Exercise instructions: From the listing below, copy every line that contains the word "tree", matching it with case taken into account.

Region labeling records:
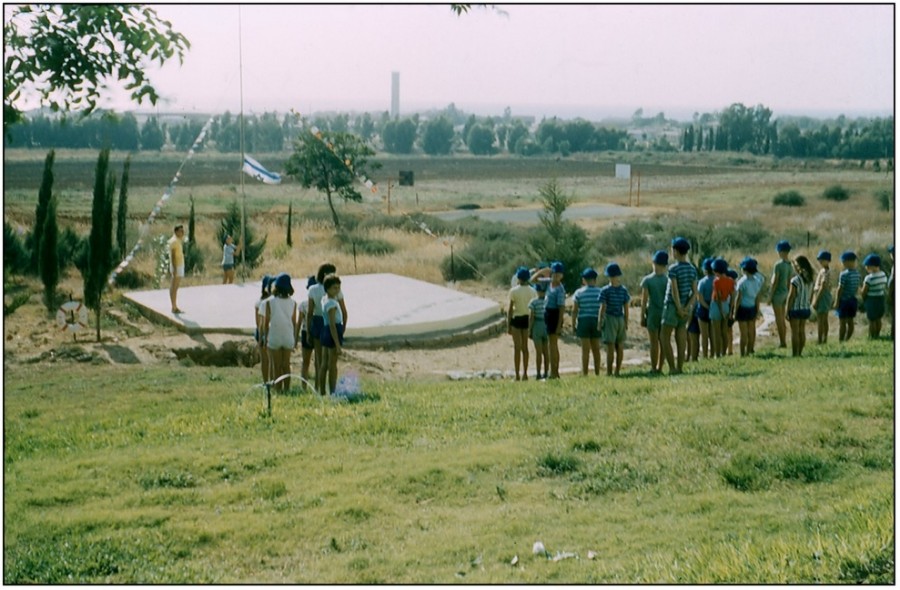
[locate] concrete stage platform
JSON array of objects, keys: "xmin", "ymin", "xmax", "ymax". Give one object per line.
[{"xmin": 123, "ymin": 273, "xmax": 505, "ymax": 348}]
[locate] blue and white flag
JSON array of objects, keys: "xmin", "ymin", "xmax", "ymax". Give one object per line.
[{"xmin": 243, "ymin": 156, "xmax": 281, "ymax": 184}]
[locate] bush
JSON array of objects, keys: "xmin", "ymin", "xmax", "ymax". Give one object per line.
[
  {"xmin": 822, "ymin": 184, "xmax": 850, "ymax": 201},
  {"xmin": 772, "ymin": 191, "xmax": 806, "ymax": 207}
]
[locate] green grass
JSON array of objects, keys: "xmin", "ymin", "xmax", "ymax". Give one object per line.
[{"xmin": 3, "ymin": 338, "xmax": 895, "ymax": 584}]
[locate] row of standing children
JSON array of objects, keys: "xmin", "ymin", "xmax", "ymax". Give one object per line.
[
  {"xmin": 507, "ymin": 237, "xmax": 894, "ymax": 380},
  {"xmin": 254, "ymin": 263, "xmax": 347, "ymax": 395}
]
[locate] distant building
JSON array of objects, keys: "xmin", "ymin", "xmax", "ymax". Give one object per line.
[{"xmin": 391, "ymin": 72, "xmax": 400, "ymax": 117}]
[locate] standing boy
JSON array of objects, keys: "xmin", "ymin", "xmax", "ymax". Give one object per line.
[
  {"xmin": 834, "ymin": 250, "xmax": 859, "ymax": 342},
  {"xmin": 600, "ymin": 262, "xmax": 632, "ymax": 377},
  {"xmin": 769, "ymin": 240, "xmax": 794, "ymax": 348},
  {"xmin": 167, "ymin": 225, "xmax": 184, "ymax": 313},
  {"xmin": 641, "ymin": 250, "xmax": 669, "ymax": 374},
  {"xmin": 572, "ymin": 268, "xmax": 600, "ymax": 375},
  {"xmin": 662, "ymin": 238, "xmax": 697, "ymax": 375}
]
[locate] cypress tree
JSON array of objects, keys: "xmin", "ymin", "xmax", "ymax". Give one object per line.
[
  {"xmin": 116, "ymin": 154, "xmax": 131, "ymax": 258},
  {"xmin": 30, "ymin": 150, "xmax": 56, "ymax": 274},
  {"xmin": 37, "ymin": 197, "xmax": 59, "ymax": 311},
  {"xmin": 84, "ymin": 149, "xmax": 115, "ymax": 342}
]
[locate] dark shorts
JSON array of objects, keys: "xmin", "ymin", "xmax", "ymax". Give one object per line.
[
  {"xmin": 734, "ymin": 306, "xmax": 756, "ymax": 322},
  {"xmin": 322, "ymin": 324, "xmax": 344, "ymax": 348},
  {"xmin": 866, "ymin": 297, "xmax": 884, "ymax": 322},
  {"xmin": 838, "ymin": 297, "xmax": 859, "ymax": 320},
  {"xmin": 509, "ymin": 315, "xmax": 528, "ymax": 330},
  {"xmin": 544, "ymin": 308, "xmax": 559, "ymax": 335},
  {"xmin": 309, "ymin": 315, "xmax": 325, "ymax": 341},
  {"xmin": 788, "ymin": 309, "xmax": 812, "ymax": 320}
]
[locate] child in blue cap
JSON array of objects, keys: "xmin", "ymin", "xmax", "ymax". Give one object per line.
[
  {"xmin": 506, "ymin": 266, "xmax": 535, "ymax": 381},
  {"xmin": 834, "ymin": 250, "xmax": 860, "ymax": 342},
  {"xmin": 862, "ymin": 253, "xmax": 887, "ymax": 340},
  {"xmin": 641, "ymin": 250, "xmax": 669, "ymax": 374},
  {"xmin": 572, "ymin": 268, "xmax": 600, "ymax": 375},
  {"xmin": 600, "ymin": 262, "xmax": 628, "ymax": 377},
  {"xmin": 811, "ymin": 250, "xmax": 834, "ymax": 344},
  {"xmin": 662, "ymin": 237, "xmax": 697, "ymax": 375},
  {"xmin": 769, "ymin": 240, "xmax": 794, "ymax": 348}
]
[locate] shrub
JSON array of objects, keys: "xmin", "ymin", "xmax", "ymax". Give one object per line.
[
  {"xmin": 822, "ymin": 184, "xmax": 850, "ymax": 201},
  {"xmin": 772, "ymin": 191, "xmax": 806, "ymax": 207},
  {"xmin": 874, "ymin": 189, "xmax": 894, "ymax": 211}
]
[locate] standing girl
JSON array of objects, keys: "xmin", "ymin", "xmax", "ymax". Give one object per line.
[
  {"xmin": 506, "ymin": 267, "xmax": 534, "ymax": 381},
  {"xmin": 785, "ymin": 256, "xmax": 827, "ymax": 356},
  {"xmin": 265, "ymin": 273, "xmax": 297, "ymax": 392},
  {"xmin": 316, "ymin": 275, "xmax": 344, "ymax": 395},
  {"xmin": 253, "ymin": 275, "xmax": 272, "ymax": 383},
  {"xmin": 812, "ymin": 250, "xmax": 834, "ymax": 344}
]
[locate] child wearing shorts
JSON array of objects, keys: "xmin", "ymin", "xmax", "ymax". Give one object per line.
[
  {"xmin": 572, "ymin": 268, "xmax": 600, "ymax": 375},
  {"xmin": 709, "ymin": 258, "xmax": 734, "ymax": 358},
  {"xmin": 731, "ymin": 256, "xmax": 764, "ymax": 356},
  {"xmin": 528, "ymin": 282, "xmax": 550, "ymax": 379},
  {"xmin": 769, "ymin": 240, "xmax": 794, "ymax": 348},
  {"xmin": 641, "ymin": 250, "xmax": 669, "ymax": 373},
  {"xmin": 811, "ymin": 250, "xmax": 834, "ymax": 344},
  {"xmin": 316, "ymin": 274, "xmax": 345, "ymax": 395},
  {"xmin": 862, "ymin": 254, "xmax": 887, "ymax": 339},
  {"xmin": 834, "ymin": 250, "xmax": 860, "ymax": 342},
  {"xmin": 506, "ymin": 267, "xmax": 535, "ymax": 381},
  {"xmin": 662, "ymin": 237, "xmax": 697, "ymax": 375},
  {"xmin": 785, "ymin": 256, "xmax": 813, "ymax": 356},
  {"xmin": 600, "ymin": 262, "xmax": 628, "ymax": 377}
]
==
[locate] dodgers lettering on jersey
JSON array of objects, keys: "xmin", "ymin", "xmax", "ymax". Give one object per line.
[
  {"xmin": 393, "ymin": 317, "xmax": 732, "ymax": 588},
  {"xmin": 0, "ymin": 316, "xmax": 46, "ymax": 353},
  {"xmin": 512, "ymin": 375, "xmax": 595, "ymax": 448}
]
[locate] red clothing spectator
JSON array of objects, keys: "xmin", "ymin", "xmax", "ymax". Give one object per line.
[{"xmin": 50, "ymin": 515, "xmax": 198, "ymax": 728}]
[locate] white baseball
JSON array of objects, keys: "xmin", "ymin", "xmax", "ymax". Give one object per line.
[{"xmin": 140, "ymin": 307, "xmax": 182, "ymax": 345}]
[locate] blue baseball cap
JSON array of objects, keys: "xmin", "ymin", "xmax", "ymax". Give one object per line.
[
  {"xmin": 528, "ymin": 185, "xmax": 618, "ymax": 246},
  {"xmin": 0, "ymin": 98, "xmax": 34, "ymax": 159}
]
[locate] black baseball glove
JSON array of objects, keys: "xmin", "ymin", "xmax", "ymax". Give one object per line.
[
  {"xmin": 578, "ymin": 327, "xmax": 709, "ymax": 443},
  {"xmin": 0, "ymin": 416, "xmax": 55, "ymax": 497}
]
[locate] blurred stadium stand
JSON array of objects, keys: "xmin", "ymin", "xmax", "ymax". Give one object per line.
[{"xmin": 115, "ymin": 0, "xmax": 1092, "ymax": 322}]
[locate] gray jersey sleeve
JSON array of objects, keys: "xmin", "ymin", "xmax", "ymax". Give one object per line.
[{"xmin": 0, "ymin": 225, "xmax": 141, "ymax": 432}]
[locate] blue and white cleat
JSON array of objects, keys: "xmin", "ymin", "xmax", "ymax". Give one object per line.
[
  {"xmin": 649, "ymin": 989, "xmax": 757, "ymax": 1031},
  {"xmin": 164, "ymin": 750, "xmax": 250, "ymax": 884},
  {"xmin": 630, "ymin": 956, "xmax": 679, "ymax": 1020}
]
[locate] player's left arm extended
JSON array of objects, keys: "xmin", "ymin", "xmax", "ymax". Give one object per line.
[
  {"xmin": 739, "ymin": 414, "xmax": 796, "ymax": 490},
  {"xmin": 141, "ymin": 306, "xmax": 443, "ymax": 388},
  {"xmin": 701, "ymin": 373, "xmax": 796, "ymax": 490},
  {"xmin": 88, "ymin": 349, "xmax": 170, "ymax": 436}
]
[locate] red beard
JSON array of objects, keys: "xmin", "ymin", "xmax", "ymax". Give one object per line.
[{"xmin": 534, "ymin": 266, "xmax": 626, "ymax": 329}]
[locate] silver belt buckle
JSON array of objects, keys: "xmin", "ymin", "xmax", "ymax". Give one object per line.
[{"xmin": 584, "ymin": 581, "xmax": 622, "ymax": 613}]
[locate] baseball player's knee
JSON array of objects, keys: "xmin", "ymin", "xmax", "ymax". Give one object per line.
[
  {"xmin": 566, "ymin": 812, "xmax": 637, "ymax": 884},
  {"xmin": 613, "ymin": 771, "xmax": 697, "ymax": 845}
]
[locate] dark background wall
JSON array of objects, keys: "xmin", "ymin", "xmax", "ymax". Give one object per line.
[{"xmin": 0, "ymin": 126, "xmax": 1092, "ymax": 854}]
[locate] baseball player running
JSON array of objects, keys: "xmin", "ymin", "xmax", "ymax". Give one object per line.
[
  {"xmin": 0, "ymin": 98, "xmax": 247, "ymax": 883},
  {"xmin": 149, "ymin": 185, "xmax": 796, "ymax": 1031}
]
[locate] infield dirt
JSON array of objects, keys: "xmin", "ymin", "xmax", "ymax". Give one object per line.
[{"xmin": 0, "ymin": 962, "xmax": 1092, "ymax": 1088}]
==
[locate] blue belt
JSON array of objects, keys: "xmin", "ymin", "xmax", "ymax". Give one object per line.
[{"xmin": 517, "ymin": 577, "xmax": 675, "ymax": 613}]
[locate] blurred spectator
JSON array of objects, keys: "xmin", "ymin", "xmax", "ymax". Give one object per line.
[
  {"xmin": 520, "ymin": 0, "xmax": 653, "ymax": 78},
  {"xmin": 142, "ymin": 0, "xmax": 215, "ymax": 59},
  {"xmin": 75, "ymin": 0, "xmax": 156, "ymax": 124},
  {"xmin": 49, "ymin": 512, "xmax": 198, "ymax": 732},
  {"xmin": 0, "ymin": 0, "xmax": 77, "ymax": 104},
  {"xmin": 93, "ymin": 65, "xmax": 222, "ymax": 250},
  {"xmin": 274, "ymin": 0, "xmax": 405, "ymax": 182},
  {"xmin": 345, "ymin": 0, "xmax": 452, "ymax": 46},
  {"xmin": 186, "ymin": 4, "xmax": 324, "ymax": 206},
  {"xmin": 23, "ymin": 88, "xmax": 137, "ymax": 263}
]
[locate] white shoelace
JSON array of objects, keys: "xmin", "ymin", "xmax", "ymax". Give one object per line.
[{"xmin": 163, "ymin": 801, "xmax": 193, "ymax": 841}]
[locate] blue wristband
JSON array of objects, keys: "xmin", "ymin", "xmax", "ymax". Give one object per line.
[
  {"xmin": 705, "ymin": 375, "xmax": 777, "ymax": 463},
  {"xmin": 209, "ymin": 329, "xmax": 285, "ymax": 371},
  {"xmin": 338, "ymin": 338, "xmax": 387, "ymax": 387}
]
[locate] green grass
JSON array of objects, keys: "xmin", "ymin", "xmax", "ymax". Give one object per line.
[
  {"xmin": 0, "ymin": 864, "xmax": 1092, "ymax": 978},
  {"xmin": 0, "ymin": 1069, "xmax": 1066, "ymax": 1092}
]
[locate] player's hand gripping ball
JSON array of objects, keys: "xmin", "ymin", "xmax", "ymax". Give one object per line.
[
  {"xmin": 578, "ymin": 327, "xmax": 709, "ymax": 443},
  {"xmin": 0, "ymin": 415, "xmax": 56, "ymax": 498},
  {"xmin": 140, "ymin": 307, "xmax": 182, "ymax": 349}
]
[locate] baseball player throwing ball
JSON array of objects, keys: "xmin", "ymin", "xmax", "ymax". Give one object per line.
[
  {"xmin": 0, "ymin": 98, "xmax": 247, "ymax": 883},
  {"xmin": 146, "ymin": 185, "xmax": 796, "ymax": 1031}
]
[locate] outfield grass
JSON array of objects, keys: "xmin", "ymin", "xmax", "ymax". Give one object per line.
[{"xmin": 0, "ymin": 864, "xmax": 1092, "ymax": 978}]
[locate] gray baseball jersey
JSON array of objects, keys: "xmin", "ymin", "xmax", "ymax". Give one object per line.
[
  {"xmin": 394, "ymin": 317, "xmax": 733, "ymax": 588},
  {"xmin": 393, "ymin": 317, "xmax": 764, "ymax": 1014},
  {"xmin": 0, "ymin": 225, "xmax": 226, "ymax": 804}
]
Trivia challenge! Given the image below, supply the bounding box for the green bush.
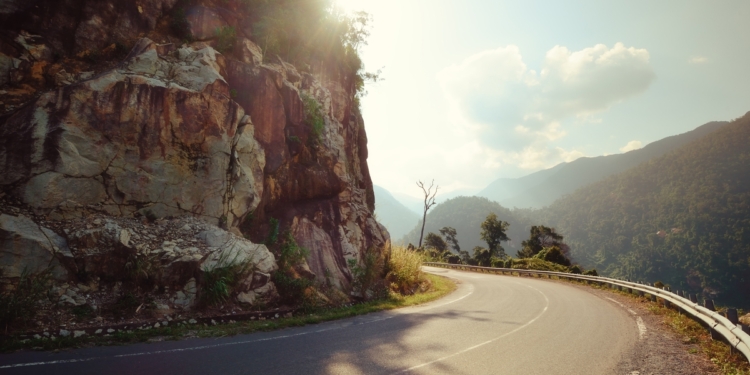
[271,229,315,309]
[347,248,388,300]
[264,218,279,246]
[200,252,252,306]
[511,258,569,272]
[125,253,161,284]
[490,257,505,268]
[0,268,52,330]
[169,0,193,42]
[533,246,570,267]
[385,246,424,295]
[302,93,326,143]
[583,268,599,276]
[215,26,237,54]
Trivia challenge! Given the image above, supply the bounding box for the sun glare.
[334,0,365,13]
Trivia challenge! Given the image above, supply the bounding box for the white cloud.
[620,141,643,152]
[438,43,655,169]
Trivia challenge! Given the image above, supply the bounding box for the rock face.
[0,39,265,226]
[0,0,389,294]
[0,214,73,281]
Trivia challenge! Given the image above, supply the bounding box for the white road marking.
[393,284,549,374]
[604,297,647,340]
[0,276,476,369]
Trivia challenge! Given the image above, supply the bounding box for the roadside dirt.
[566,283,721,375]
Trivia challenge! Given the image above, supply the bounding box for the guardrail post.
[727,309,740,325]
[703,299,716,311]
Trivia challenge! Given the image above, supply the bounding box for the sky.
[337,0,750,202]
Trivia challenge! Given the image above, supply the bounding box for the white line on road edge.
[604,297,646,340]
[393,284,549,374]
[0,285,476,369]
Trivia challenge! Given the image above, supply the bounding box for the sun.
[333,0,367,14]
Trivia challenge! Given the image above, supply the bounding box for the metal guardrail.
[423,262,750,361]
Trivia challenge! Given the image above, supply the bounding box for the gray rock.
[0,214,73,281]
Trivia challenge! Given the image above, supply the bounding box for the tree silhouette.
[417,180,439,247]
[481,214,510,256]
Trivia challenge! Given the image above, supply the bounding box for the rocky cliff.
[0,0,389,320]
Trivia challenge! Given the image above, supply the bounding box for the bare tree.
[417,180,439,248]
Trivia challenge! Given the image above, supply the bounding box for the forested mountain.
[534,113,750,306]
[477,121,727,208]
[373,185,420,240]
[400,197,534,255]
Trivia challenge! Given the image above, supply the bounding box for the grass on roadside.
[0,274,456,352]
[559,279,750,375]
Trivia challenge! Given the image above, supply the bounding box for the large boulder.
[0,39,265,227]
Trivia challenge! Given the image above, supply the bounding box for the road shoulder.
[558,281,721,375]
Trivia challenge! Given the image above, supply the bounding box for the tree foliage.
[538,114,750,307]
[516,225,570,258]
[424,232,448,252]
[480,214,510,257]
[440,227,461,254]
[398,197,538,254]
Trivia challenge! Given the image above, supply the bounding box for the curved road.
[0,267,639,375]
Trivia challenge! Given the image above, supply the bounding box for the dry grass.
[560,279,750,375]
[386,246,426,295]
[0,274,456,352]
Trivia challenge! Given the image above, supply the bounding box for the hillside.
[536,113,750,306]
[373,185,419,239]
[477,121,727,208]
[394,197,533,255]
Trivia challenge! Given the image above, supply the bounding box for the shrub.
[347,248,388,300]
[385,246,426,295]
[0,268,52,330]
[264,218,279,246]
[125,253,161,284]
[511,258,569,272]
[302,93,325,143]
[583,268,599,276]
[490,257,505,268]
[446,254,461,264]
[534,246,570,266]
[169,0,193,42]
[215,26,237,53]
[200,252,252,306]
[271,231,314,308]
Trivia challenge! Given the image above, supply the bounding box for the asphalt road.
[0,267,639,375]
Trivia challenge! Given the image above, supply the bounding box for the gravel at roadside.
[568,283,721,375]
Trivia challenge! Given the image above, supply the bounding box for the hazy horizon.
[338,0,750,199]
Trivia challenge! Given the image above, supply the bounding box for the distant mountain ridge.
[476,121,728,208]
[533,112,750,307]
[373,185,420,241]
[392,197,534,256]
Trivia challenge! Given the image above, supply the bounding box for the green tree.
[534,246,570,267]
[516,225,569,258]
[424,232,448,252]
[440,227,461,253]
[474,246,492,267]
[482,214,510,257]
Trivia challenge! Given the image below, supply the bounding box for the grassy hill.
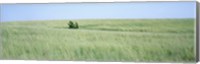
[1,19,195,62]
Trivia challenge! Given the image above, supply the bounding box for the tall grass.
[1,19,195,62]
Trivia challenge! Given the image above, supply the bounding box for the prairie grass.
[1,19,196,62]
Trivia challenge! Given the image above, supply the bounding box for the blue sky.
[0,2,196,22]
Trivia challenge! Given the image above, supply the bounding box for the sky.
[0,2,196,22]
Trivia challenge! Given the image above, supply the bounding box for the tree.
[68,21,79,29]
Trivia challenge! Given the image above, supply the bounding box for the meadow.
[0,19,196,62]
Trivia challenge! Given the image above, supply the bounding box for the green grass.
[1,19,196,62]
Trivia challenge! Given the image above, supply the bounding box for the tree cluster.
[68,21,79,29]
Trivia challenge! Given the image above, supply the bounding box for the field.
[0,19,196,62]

Answer to this problem:
[locate] cypress tree
Trivia challenge! Given the image above, supply the bounding box for the tree silhouette.
Trivia challenge! Given the image above, supply the bounding box for the bare tree.
Trivia challenge! Given the image above, supply the bounding box for the tree foliage.
Trivia challenge! Given the image above, supply the bounding box for the green tree.
Trivia challenge! Given the image above, supply the bounding box for the tree.
Trivia challenge! Given the image above, supply the bounding box for the tree cluster.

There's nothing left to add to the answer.